### [SUPPLIED RECORDS]

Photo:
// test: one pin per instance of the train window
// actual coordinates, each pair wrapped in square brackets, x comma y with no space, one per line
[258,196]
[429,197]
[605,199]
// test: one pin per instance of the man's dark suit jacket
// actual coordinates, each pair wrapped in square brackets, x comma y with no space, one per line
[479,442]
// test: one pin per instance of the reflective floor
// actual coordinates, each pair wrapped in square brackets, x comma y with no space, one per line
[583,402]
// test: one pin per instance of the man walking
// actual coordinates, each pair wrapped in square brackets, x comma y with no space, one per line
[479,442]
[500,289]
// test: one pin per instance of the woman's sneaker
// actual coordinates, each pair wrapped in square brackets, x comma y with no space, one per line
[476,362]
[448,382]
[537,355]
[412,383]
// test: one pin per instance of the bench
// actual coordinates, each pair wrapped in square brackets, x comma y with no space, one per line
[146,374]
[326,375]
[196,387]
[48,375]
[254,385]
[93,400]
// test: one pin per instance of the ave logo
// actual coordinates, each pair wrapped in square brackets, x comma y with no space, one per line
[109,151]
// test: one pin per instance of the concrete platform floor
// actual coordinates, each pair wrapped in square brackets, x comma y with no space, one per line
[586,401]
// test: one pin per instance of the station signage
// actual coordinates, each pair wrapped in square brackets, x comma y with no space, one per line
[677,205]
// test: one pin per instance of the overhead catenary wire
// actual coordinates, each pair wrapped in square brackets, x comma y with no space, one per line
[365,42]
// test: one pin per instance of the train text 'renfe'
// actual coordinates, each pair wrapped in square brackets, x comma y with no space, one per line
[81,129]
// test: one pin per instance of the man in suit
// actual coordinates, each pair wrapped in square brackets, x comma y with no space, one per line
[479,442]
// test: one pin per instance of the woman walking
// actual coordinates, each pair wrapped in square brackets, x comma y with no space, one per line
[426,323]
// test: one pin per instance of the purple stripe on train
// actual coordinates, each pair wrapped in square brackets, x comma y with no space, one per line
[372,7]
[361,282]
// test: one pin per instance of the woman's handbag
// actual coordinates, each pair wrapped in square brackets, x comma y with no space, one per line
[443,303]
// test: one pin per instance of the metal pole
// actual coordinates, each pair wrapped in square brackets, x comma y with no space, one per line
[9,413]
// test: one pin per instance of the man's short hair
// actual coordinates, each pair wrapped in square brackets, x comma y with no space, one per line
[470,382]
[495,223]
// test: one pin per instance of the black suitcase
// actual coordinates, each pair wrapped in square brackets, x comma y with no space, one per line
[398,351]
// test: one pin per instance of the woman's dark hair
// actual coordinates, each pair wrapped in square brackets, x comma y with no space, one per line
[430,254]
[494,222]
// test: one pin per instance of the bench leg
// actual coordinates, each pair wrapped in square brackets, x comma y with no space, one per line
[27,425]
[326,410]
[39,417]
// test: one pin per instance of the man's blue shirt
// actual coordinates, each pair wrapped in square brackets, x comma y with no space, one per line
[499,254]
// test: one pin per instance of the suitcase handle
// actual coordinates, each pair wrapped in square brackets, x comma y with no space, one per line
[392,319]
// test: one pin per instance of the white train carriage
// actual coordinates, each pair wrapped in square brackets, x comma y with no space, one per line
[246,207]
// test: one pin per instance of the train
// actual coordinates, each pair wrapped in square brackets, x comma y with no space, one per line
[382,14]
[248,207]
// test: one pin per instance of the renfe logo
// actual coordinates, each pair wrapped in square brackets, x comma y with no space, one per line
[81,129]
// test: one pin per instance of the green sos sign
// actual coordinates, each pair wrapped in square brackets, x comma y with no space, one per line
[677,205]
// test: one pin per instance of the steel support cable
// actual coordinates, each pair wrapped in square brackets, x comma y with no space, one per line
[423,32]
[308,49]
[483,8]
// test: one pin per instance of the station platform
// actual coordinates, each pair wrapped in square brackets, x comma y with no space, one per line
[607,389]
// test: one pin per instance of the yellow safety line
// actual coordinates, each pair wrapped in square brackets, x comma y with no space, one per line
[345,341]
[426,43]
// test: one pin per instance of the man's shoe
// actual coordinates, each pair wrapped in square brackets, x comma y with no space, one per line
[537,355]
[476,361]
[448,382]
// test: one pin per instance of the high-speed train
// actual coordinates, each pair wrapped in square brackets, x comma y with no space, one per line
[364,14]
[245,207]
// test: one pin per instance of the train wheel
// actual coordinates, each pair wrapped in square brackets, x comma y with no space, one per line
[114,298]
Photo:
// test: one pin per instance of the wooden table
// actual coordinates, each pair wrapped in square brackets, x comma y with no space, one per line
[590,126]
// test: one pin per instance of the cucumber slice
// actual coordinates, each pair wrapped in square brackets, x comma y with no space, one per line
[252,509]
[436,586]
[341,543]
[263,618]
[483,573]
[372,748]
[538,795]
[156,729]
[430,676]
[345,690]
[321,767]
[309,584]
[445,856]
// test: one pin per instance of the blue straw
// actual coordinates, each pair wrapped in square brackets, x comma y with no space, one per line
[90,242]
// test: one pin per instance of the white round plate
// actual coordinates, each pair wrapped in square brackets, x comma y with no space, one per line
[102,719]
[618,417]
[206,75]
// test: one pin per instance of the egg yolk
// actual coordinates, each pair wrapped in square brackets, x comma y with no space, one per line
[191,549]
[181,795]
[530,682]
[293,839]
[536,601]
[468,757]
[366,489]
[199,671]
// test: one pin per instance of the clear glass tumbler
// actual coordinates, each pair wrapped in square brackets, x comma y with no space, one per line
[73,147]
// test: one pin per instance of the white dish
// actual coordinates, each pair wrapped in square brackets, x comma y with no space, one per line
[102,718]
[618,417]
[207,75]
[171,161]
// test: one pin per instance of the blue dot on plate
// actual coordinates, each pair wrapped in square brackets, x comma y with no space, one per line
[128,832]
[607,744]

### [EXERCISE]
Through the last line of the entries above, beginning at the line containing "the egg yolk", transcribe each line exactly, both ends included and nothing more.

### [EXERCISE RESULT]
// test: one pin per instance of the egg yolk
// actual coordinates, each pair wrapped in square brackets, x comma y with no space, one per line
[191,549]
[181,795]
[530,682]
[293,839]
[536,601]
[468,757]
[366,489]
[199,671]
// test: one pin per instance of the clear glass tumbler
// actual coordinates, each pair wrapped in square brackets, x comma y with no space, one per line
[73,147]
// test: one pin per instance of the white dish
// actual coordinates, each pair wrapped in square brackets, x comma y with no space, one per line
[102,718]
[618,417]
[207,75]
[171,161]
// test: one pin per instance of the blue dot on plate
// actual coordinates, each pair wrapped in square brackets, x comma y with no space, one per line
[128,832]
[607,744]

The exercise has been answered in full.